Page excerpt
++++

# How to install .Net Framework 3.5 easily?



## SparkPlugBolt (Sep 20, 2012)

Hi,

I am on Windows 8 64 Bit and it seems that a huge amount of applications need .Net Framework 3.5 to run. 
My internet connection is really slow and most of the time non-existent, so downloading the .Net 3.5 is out of the question I tried copying from the WIndows 8 DVD, but my Optical Drive is not working for a week, so that option is not possible too.

Finally, I downloaded .Net 3.5 Redistribution from Microsoft using Orbit Downloader, and it took a week to download the near 200MB file. Now, when I click on the setup file, it says, "install .Net Framework 3.5" -_-

I have also read articles on the topic, though none of them offers an easy solution in my case-- 
http://msdn.microsoft.com/en-us/library/hh506443.aspx

Any ideas how do I fix this issue?


----------



## leroys1000 (Aug 16, 2007)

I'm afraid it takes some downloading from within windows 8,
not the standalone download.
You need to click the desktop icon in metro,then mouse
down to the bottom right to get the settings menu.
Click control panel.
In control panel,click programs and features.
Click enable/disable windows features.
.NET 3.5 is listed there.
Select it and click ok and it will start the install and
download the needed files.


----------



## SparkPlugBolt (Sep 20, 2012)

Tried that. Doesnt work since the internet speed is slow and cuts off randomly. waited for 6 hours and then the net cut off and i had to start the download again. ultimately with 3-4 tries totalling 32 hrs i gave up.


----------



## flavallee (May 12, 2002)

*Windows 8 (all editions) includes the .NET Framework 4.5 as an operating system component, and it is installed by default. 
It also includes the .NET Framework 3.5 SP1 as an operating system component that is not installed by default. 
The .NET Framework 3.5 SP1 can be added or removed via the Control Panel - Programs and Features - Turn Windows features on or off.*

------------------------------------------------------------------


----------



## leroys1000 (Aug 16, 2007)

If this is the laptop listed in your specs,
you might try to find a free hotspot like
at the library and see if you can get a
better connection or go into an internet cafe
and pay for a little online time to do it.


----------



## SparkPlugBolt (Sep 20, 2012)

leroys1000 said:


> If this is the laptop listed in your specs,
> you might try to find a free hotspot like
> at the library and see if you can get a
> better connection or go into an internet cafe
> and pay for a little online time to do it.


All the internet connections in my country are around 256KBps. Infact the highest is 512KBps at cafe's and they cut off randomly too.


----------



## SparkPlugBolt (Sep 20, 2012)

flavallee said:


> *Windows 8 (all editions) includes the .NET Framework 4.5 as an operating system component, and it is installed by default.

++++

Provided records
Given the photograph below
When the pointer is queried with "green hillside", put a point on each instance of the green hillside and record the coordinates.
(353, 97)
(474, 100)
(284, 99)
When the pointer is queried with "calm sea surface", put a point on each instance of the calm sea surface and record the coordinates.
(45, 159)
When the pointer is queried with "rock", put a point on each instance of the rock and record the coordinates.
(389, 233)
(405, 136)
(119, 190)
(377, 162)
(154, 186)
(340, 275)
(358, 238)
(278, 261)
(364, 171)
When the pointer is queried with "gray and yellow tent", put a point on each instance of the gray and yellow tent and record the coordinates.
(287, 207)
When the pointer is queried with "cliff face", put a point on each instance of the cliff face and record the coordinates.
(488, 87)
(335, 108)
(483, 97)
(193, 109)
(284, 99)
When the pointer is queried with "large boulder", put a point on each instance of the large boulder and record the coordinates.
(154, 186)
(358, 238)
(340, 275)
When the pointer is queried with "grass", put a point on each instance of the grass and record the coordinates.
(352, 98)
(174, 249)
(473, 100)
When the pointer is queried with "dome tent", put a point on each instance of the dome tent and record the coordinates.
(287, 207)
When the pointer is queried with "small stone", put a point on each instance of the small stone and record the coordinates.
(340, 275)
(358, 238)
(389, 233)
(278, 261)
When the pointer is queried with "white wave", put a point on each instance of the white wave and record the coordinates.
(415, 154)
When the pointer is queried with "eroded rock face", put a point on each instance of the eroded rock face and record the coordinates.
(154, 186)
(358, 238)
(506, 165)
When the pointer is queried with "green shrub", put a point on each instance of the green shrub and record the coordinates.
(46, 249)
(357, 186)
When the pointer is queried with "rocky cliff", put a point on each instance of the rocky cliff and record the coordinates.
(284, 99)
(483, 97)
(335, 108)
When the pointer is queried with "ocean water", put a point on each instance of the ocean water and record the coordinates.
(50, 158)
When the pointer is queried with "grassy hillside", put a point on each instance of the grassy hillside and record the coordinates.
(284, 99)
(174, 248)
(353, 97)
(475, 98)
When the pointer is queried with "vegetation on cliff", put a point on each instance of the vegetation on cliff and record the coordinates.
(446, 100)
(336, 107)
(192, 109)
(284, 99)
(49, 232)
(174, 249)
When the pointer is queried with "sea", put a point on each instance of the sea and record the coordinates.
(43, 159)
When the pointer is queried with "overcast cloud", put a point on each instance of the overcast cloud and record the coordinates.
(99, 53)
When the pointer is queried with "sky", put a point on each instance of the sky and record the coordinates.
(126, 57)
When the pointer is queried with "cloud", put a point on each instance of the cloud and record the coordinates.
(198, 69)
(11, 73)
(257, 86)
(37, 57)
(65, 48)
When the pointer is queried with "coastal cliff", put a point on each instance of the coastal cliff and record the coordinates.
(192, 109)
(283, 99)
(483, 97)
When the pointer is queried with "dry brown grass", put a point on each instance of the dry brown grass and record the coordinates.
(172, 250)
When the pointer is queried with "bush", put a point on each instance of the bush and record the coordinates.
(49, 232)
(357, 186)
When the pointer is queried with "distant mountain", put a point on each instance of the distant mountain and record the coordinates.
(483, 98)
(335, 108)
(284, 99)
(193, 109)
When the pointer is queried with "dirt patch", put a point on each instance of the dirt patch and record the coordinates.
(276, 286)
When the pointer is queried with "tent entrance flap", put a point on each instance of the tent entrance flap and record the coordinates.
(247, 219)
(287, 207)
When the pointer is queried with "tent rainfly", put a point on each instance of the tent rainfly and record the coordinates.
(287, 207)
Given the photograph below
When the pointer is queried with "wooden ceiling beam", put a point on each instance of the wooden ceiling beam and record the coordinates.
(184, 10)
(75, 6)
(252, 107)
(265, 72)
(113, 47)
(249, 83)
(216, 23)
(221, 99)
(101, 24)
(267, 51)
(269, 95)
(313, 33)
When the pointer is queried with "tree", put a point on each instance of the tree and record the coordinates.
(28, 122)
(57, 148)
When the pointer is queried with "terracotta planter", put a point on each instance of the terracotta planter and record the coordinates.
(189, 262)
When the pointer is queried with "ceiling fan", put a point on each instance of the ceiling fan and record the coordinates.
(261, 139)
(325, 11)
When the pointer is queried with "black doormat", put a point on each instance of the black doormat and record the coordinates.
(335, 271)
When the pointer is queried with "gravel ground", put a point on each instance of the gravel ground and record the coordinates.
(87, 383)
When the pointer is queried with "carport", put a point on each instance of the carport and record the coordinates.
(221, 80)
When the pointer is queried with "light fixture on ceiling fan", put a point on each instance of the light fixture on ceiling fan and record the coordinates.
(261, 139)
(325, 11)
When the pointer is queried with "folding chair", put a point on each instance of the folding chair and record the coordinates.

++++

What is asked
Answer from the forum thread on installing .NET Framework 3.5:
1. How long did the near 200MB redistribution file take to download?
2. Which .NET Framework version does Windows 8 install by default?
3. What is the highest connection speed reported, and where is it found?

Result for this task
1. A week.
2. The .NET Framework 4.5.
3. 512KBps, at cafes.